■ **本文**
◆ ◆ ◆

説明

スケッチ用バッグ

【課題】スケッチ板をバッグ上に所定の傾きで安定支持させ、スケッチを長時間に亘って疲労なく実施可能にする。
【解決手段】バッグ本体1内に設置されたフレーム2と、フレーム2に取り付けられて、バッグ本体1外の上方へ取り出し可能なスケッチ板3と、を備え、スケッチ板3の取り出し操作に続いて、スケッチ板3をフレーム2に対し水平または所定の傾きに保持可能な構成である。

【発明の詳細な説明】
【技術分野】
【0001】
本発明は、野外スケッチ等において使用するスケッチ板等のスケッチ用具を収納して持ち運ぶためのスケッチ用バッグに関する。
【背景技術】
【0002】
従来から、旅行やハイキング、あるいは登山等には、両手を荷物の運搬以外の目的に使用できるように、背負い形式のリュックサックが広く使用されている(例えば、特許文献1参照)。このリュックサックにあっては、これを背中に背負うことによって、収納物が重量であっても比較的長時間に亘る運搬が可能である。

◆ ◆ ◆

検出例:
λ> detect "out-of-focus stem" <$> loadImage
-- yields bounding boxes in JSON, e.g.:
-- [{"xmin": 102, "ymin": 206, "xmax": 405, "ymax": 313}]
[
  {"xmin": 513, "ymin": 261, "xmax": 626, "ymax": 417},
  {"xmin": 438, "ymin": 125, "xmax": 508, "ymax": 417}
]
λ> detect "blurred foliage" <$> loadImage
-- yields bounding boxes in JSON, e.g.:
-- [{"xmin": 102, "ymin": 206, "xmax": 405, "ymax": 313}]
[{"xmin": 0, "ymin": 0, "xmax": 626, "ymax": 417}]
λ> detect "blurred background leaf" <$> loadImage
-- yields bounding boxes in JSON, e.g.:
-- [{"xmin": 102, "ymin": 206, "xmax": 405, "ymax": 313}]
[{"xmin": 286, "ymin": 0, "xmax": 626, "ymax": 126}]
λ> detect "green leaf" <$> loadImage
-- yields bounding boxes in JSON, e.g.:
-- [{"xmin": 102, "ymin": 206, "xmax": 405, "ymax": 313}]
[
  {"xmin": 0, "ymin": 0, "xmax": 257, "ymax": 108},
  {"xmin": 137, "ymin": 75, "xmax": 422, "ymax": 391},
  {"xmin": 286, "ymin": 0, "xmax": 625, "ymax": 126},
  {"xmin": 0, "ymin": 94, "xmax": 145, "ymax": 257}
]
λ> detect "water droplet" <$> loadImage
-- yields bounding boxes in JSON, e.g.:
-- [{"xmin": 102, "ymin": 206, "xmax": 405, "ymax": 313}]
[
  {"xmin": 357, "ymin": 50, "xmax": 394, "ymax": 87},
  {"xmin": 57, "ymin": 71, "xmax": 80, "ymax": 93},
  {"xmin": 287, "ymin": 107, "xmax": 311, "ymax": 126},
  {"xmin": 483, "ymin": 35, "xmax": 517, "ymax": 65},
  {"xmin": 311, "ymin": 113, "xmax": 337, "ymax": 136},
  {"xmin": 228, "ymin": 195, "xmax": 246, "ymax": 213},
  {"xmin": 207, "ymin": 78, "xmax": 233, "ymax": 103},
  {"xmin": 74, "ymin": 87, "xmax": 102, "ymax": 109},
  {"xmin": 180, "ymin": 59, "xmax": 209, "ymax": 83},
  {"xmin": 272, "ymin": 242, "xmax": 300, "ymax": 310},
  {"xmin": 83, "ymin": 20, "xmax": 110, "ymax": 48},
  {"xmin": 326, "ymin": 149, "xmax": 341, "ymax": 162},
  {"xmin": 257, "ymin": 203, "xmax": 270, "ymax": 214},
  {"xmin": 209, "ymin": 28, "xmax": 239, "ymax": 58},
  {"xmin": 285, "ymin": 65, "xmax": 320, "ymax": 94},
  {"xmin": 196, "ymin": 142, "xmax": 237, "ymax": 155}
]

◆ ◆ ◆

■ **目標**
本文の記述に基づいて、次の問いに答えてください。
(a) スケッチ板3は何に取り付けられていますか。
(b) 本発明のバッグは、何を収納して持ち運ぶためのものですか。
(c) 旅行やハイキング、登山等で従来から広く使用されているのは、どのような形式のリュックサックですか。
項目を参照する必要はありません。

■ **解答**
(a) バッグ本体1内に設置されたフレーム2
(b) 野外スケッチ等において使用するスケッチ板等のスケッチ用具
(c) 背負い形式のリュックサック